Virginia Woolf condena la literatura femenina

Van Gogh

No existe la literatura femenina, por más que a muchos hombres, y a demasiadas mujeres, se les llene la boca con esa etiqueta. Lo que existen son novelas (malas) escritas por ciertas mujeres y destinadas a cierto tipo de mujeres, del mismo modo que también campean por ahí muchas novelas (malas) escritas por ciertos hombres pensando en los estereotipos para hombres. La verdadera  Literatura,  la Literatura con mayúscula, “es andrógina”, sostuvo Virginia Woolf, hace ya un siglo, en Una habitación propia,  el ensayo quizá  más mítico de toda la biblioteca feminista.

Por mítico, ese texto quizá también sea  uno de los más baboseados por toda la legión de escribidores y plumillas que andamos por el mundo. Durante años yo leí un montón de citas y refritos sobre Una habitación propia. Pero nunca me había zambullido de primera mano en el Padrenuestro que una de las santas más veneradas del Credo Feminista dejó en herencia. Ayer lo hice, por fin, y me llevé la sorpresa de constatar cuán rebelde suena aún lo que la autora de La Señora Dalloway y Las olas suelta en 154 páginas repletas de ironía y de diagnósticos increíblemente actuales. Explica, por ejemplo, cómo la aparición de las sufragistas reverdeció en muchos hombres el desprecio hacia la mujer y “un deseo de auto-afirmación” masculina.

“¡No pises la hierba!”,  gritaban a Virginia los bedeles de las universidades británicas, reservando ese honor para los fellows y los scholars de su época (varones todos, por supuesto). “Y vosotras, ¿habéis peleado? ¿Estáis pisando la hierba?”, siento yo que me pregunta ella. Siento también que no puedo obviar la obligación de contestarle la verdad, de susurrarle que muchas mujeres intentamos pisar la hierba, conquistar la paz que trae consigo la libertad intelectual, pero que todavía vivimos amedrentadas por la solemne sentencia que sabemos que antes o después caerá sobre nosotras: “¿Escribes de amor? O sea, nenita, que lo que tú escribes son novelas para mujeres”.

¿No resultaría ridículo ver a un novelista masculino justificando el por qué ha escrito alguna novela de amor? A ellos no les es necesario, ¿verdad? Ellos se supone que siempre juegan en primera división; ellos pueden escribir a sus anchas de un tema que la sociedad encuadra bajo el estereotipo de lo femenino. Tolstoi escribió Ana Karenina sin temor a que nadie tachara de sentimental su tesis de que es legítimo matarse si con eso se consigue liberar al amado.  En Madame Bovary, Flaubert convirtió el adulterio y la frivolidad en una de las cumbres de la literatura universal. Torrente Ballester y Pérez Galdós llevaron el pecado de no respetar el amor al centro de Los gozos y las sombras y Fortunata y Jacinta. Y el García Márquez de El amor en los tiempos del cólera hizo de lo rosa, de lo profundamente romántico, la piedra sobre la que construyó su iglesia.  ¿Alguien se imagina a Raymond Chandler o John Le Carré montando uno de sus intrigantes relatos sin situar al amor en el centro de todas y cada una de sus historias?

• Instrucciones de la tarea:
Sustituye "etiqueta" por "rótulo" y reproduce el fragmento del artículo sobre Virginia Woolf que va de "No existe la" a "la biblioteca feminista.", ambos incluidos.

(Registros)
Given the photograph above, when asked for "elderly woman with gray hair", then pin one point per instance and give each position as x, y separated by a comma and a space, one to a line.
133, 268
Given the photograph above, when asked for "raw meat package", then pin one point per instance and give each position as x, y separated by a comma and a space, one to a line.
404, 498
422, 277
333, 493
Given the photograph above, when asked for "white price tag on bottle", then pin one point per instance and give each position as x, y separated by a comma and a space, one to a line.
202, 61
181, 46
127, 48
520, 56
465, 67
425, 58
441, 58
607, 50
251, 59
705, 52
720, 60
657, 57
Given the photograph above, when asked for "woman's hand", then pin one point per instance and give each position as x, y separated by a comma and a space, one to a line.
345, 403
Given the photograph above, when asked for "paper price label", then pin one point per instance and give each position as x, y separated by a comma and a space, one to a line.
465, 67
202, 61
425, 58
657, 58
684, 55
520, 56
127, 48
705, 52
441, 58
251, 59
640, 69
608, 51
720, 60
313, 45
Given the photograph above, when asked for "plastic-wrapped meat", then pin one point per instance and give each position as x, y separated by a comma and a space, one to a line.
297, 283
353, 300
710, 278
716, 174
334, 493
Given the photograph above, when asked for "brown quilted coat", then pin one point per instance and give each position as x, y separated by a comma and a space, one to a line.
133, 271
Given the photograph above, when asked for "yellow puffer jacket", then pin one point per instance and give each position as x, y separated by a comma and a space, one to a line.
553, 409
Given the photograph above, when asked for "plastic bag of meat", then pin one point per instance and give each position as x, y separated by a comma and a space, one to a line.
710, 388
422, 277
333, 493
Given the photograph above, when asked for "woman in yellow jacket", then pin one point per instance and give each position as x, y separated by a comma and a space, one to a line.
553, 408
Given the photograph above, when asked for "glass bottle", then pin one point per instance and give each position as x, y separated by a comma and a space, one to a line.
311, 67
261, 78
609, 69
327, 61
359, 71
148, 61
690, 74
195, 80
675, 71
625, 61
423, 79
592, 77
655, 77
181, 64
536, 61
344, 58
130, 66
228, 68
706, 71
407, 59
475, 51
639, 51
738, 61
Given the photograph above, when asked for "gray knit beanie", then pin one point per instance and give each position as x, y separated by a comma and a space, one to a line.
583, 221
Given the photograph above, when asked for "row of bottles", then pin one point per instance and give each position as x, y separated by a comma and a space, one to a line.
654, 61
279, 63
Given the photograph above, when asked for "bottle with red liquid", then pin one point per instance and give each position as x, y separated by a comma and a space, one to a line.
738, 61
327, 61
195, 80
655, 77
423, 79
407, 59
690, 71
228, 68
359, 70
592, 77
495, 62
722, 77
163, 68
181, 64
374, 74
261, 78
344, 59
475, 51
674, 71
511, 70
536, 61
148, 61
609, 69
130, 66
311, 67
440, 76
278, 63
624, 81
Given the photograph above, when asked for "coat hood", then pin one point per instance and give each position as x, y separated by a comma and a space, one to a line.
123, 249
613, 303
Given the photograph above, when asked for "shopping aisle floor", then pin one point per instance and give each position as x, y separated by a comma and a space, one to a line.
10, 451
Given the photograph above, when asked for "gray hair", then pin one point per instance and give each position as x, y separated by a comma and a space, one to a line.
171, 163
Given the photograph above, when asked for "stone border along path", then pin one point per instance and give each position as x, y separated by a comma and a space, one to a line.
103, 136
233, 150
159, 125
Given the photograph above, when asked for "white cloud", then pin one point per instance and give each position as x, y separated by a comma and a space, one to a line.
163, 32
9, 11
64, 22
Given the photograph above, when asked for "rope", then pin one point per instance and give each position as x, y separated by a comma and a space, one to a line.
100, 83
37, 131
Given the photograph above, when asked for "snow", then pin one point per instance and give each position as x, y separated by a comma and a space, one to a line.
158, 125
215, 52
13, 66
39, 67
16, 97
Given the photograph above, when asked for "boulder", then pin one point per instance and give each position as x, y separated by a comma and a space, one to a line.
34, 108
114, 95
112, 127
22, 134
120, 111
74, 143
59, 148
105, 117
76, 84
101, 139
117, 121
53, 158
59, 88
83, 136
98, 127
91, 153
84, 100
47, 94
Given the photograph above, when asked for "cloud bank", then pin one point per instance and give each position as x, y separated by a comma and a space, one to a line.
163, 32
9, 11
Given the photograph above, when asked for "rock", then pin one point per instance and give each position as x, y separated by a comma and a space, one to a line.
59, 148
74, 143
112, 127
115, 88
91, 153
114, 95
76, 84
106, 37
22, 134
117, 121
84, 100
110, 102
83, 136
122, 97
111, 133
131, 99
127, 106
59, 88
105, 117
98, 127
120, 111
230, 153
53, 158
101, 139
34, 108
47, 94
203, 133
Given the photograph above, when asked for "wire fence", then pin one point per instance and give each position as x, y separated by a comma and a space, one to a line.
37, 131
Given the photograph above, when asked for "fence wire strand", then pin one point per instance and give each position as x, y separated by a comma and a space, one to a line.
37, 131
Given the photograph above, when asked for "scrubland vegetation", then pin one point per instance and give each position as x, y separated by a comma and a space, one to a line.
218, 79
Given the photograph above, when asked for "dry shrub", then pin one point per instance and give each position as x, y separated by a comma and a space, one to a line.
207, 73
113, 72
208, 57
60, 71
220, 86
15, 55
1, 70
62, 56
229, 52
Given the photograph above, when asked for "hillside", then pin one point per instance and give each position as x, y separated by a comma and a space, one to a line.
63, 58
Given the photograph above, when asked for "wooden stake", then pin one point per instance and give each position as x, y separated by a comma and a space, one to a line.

• Solución del ejercicio:
No existe la literatura femenina, por más que a muchos hombres, y a demasiadas mujeres, se les llene la boca con esa rótulo. Lo que existen son novelas (malas) escritas por ciertas mujeres y destinadas a cierto tipo de mujeres, del mismo modo que también campean por ahí muchas novelas (malas) escritas por ciertos hombres pensando en los estereotipos para hombres. La verdadera  Literatura,  la Literatura con mayúscula, “es andrógina”, sostuvo Virginia Woolf, hace ya un siglo, en Una habitación propia,  el ensayo quizá  más mítico de toda la biblioteca feminista.